WHAT IS BEING ASKED :: Take the line that contains "Can you find the bare" as the first and the last line of the material as the final one; set down exactly the lines in that span.

LISTED ENTRIES ::
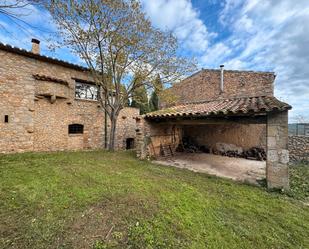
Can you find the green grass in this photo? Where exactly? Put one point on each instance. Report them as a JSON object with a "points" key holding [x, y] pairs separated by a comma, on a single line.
{"points": [[299, 181], [112, 200]]}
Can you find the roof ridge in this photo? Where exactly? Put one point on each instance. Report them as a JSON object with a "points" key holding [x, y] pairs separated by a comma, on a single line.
{"points": [[226, 99], [27, 53]]}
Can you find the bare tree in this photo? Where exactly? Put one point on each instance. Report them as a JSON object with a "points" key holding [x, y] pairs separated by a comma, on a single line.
{"points": [[121, 48]]}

WRITTEN SOLUTION ::
Can you find the bare tree in this photo? Where exactly? Put one point on each instance. Report them as a JSON object with a "points" key holding [x, y] pairs separated by a comma, on a single line.
{"points": [[121, 48]]}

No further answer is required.